◆ TASK OBJECTIVE
Of all the lines below, output only those starting at the one with "the wooden staircase" and ending at the one with "the stair riser", both ends included, exactly as written.

◆ SOURCE DATA
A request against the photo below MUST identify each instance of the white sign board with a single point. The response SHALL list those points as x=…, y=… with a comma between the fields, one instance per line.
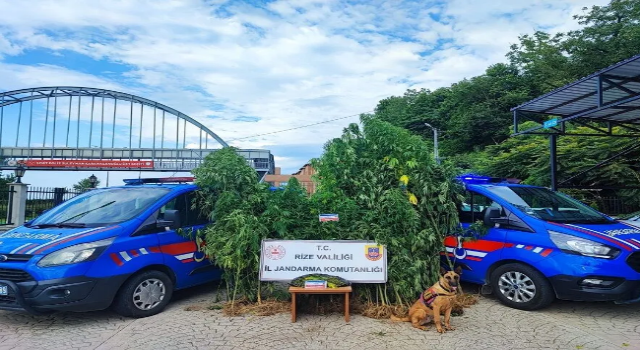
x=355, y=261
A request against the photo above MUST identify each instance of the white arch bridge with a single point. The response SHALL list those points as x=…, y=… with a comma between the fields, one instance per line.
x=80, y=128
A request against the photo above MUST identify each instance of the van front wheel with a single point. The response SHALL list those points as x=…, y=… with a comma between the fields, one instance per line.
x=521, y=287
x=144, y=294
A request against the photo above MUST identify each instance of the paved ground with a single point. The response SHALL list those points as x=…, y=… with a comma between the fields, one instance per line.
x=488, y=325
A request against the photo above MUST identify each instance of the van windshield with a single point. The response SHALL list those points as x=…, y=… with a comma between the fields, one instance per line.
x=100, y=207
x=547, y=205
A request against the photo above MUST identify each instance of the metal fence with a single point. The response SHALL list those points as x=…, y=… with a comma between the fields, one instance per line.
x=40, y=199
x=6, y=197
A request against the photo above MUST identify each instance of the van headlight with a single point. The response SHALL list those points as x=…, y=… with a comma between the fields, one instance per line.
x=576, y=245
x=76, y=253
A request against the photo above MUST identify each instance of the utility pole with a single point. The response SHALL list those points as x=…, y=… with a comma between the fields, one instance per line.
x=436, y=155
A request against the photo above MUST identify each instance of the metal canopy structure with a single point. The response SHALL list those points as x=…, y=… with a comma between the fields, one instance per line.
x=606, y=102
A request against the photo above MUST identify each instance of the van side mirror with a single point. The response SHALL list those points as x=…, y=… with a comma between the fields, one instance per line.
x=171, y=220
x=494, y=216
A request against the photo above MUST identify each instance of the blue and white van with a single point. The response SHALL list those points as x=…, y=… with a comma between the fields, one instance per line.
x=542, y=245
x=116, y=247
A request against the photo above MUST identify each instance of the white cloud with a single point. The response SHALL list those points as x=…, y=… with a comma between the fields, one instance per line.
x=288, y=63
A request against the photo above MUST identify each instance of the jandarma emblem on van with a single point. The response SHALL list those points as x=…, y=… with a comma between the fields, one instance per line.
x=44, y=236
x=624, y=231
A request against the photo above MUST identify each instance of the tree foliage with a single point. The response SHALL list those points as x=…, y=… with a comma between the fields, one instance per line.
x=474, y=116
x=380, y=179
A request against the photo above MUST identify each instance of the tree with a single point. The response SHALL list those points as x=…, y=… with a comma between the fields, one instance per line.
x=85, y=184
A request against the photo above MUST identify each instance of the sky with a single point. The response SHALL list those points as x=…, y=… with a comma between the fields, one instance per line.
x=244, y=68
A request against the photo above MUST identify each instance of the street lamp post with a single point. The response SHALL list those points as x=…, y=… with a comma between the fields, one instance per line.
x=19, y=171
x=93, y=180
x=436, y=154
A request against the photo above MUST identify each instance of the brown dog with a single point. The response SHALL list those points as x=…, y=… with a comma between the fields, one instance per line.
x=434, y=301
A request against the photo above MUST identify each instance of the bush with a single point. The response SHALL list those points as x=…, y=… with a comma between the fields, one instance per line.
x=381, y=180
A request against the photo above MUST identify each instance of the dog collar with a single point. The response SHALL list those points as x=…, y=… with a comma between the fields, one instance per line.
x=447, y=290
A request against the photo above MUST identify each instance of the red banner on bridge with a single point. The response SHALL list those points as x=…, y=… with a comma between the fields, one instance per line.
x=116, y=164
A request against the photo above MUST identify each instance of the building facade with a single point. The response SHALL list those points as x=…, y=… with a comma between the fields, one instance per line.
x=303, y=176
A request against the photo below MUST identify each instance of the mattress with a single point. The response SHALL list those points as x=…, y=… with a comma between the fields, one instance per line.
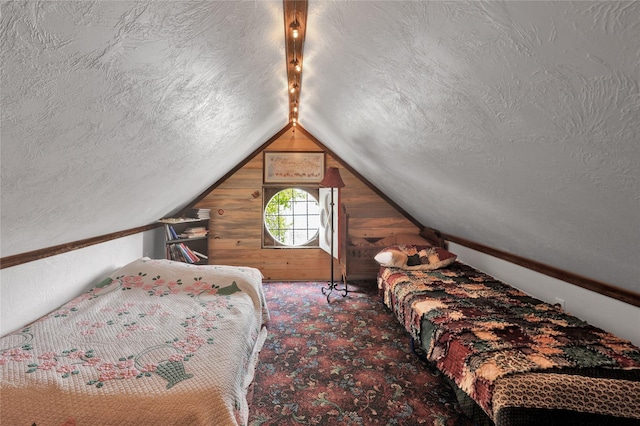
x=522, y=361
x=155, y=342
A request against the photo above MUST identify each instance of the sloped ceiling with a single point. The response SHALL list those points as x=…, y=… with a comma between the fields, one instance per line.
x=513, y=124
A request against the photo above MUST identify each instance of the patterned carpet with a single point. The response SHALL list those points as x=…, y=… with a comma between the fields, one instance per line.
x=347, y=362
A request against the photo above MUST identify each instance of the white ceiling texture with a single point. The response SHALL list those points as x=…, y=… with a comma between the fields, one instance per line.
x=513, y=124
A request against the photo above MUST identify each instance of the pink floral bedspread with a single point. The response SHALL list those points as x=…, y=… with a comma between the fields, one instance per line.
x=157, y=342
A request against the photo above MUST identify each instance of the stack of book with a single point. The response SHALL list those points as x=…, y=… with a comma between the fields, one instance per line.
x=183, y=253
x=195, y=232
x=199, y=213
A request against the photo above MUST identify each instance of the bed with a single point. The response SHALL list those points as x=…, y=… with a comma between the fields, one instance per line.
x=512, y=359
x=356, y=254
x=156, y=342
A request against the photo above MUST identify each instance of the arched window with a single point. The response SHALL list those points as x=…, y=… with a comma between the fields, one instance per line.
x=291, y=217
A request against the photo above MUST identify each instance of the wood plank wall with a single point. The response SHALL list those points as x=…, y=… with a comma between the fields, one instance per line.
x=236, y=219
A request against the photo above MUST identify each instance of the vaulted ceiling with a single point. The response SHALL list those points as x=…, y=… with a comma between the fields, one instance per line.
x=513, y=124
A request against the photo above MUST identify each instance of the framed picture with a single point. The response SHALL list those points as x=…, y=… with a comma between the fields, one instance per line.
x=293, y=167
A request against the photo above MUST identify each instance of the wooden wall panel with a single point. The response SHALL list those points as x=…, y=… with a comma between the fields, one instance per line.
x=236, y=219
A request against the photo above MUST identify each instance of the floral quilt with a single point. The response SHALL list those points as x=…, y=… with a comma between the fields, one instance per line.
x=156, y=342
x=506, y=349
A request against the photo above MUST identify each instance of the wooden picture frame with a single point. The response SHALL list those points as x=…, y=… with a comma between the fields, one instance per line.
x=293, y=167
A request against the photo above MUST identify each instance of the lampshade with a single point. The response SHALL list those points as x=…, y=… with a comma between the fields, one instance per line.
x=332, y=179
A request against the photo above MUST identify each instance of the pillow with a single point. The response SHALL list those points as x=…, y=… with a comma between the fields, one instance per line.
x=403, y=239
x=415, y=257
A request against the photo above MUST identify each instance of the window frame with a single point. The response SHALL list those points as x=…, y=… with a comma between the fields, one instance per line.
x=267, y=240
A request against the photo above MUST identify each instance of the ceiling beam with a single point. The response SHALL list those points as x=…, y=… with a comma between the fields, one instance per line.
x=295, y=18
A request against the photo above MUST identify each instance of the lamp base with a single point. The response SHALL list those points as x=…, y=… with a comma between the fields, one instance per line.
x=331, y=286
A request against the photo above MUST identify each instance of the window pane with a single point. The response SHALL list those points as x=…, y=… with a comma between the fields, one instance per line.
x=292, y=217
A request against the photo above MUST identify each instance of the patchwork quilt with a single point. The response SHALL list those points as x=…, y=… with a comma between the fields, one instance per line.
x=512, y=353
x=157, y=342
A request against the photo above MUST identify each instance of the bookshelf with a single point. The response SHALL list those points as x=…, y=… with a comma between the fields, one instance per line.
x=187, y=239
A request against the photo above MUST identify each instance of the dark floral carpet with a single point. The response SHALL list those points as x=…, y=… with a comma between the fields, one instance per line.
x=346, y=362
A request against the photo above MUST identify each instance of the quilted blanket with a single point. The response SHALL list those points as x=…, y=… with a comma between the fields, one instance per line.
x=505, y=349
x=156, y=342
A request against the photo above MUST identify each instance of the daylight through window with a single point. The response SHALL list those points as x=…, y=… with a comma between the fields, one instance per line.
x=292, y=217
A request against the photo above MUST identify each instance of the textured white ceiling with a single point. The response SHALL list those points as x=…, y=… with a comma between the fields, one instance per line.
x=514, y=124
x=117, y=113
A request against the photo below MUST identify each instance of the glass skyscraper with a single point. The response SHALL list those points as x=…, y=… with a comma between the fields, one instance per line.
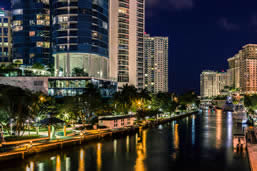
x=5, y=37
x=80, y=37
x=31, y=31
==
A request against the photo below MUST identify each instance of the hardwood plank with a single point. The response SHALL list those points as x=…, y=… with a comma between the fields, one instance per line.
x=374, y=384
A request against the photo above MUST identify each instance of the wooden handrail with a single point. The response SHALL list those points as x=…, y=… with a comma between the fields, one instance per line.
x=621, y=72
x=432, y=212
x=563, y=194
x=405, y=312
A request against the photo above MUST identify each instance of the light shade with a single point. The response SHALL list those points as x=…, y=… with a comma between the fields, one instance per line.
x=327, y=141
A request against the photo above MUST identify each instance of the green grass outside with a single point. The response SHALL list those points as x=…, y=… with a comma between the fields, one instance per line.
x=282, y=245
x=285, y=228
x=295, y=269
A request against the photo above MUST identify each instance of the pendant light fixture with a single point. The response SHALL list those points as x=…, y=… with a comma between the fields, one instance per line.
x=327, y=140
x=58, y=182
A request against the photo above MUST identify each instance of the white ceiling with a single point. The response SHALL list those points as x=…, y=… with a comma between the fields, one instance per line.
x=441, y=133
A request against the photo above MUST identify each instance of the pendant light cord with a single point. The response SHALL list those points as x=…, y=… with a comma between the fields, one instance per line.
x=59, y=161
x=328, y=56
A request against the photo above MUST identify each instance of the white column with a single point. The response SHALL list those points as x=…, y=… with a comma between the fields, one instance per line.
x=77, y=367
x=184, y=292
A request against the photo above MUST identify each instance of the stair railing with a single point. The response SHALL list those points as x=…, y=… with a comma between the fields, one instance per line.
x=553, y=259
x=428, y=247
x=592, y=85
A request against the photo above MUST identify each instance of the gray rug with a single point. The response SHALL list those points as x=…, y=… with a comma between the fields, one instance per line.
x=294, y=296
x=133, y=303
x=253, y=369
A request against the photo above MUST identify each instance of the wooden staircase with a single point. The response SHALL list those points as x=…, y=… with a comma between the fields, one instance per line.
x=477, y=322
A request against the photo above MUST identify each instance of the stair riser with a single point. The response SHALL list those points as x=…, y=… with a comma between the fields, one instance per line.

◆ RESULT FOR THIS EXERCISE
A request against the photo above MUST identify each instance of the wooden staircase with a single point. The response SHALL list those points as x=…, y=… with a comma between the fields, one instance per line.
x=477, y=322
A request against the photo above MUST identify each instance of the stair riser with a single point. The response SHALL list those points as x=…, y=… with a comma between the fields, one instance per line.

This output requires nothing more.